- **ТЕКСТ ДЛЯ ЧТЕНИЯ**
┄┄┄┄┄┄┄┄┄┄┄┄┄┄┄┄┄┄┄┄

Можно сделать вывод, что Джонсон считал белый стих более соответствующим произведениям для театра: ведь он явно выделял "Все за любовь" Драйдена из прочих героических драм писателя, а также потому, что собственную трагедию "Ирина" он предпочел написать белым стихом. По этой пьесе видно, что Джонсон не понимал особенности драматического белого стиха: тот явно вышел из-под пера писателя, думавшего и чувствовавшего в форме рифмованного двустишия. Как я уже говорил, высокие и справедливые хвалебные слова, сказанные Джонсоном о Шекспире, относятся, прежде всего, к точно переданному смыслу в его произведениях, словно звучание стихов вовсе не важно: в статьях нет ни слова о музыкальности поэзии Шекспира. Джонсон полагает, что белый стих больше подходит для сцены просто потому, что он ближе к прозе: другими словами, люди, разговаривая друг с другом, могут случайно употребить ямбический пентаметр, но почти никогда — рифму. Не думаю, что это убедительный довод. Джонсон не только не слышит особой музыки белого стиха в драме, он также ошибается, полагая, что белый стих ближе к разговорной речи. Еще давно я обратил внимание на то, что там, где Драйден использует рифмованный стих, он, на мой взгляд, гораздо ближе по тону к разговорной речи, чем в драме "Все за любовь". "Ирина" обладает всеми достоинствами, которые ждешь от поэзии Джонсона; для него, обычно не затрачивавшего много труда на свои произведения, эта драма — пример усердной работы. Его стих лишен драматизма, он правильный, но эта правильность без всего остального сама превращается в недостаток. Будь драма написана рифмованным стихом, она бы лучше воспринималась в наши дни; ее было бы легче читать вслух, и удачные места легче бы запоминались; при этом она не утратила бы своей великолепной композиции, мысли, слога и образности. То, что с применением рифмы стало бы мелодичным, без нее звучит монотонно.

До сих пор я был занят, в основном, тем, что пытался снять до какой-то степени преграды, мешающие оценить Джонсона как критика. Под конец мне придется рассмотреть два характерных мнения Джонсона, иначе меня могут обвинить в сознательном уклонении от этих вопросов. Первое касается отношения Джонсона к хоровой драме, оно было отрицательным; второе — к религиозной или благочестивой поэзии, оно было снисходительным. Для полноты картины я должен привести свидетельства по обоим пунктам.

┄┄┄┄┄┄┄┄┄┄┄┄┄┄┄┄┄┄┄┄

- **ЗАДАНИЯ ДЛЯ ВЫПОЛНЕНИЯ**
1. Переведите на английский язык предложение из текста для чтения: «Не думаю, что это убедительный довод».
2. Каким стихом, согласно тексту для чтения, Джонсон написал свою трагедию «Ирина»?
3. Пожалуйста, перепишите из текста для чтения всё, что идёт от слов «До сих пор я» и вниз до слов «по обоим пунктам.».

┄┄┄┄┄┄┄┄┄┄┄┄┄┄┄┄┄┄┄┄

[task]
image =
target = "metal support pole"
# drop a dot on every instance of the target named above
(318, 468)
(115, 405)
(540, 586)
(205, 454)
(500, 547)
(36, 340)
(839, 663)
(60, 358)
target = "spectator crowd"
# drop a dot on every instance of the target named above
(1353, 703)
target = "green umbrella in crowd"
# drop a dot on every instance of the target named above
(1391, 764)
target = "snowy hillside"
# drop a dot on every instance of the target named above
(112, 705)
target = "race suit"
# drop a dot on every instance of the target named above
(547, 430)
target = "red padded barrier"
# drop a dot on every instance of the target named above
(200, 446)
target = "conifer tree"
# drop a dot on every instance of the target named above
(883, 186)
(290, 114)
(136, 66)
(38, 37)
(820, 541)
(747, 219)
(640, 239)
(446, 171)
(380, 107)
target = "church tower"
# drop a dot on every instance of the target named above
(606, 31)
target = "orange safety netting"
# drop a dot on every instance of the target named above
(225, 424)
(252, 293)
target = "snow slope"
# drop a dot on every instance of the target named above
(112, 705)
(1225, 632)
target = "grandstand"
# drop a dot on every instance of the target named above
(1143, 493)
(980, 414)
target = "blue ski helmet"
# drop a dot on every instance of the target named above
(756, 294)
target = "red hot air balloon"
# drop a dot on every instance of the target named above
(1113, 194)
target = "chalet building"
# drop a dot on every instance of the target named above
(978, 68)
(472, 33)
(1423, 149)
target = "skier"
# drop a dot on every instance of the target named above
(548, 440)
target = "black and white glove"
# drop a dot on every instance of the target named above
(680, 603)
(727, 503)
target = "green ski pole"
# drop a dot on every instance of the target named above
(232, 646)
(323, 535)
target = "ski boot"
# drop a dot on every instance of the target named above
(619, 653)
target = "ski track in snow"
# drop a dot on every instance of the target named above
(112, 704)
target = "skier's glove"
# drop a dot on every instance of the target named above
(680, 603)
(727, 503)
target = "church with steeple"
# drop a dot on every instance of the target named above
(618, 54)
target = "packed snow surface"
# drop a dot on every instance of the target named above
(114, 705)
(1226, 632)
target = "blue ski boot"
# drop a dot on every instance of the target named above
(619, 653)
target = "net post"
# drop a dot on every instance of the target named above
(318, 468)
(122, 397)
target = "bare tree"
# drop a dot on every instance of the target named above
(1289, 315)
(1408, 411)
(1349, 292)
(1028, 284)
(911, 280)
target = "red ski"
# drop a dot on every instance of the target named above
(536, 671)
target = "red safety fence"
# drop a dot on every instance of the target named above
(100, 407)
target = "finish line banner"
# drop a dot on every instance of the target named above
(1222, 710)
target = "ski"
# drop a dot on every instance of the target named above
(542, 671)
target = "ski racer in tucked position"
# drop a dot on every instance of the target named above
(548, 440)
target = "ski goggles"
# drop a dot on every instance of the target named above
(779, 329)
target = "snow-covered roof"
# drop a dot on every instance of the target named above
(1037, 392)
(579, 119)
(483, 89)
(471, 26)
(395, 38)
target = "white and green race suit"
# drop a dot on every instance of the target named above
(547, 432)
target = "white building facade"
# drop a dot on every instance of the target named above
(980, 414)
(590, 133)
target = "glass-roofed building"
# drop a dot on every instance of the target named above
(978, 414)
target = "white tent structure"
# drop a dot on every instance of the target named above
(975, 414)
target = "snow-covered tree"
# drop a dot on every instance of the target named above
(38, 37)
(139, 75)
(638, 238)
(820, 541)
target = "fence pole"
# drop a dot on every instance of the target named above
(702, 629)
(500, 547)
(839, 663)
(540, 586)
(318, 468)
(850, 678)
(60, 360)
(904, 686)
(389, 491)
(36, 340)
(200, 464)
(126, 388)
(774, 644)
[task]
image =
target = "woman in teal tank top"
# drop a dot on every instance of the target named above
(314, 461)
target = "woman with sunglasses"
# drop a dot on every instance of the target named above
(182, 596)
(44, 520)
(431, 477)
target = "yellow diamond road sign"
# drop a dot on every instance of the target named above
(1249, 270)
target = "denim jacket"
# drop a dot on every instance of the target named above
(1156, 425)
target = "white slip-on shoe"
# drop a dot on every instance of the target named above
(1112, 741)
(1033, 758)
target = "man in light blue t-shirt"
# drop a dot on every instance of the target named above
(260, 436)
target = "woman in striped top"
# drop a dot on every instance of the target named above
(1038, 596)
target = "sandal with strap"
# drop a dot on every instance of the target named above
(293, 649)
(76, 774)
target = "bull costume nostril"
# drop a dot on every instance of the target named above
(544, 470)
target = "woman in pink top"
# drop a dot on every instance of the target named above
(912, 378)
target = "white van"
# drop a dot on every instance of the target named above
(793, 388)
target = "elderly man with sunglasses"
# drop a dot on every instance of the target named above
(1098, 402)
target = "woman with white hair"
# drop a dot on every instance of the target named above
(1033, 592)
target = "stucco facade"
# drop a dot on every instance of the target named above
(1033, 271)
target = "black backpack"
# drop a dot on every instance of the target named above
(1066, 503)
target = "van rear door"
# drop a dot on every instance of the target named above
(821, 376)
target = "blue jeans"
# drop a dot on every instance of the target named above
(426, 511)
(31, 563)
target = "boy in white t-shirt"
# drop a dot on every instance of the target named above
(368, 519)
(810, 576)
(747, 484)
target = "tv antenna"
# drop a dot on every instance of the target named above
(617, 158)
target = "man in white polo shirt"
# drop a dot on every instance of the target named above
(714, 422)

┄┄┄┄┄┄┄┄┄┄┄┄┄┄┄┄┄┄┄┄

- **ОТВЕТЫ К УПРАЖНЕНИЮ**
1. I don't think this is a convincing argument.

2. Белым стихом.

3.
До сих пор я был занят, в основном, тем, что пытался снять до какой-то степени преграды, мешающие оценить Джонсона как критика. Под конец мне придется рассмотреть два характерных мнения Джонсона, иначе меня могут обвинить в сознательном уклонении от этих вопросов. Первое касается отношения Джонсона к хоровой драме, оно было отрицательным; второе — к религиозной или благочестивой поэзии, оно было снисходительным. Для полноты картины я должен привести свидетельства по обоим пунктам.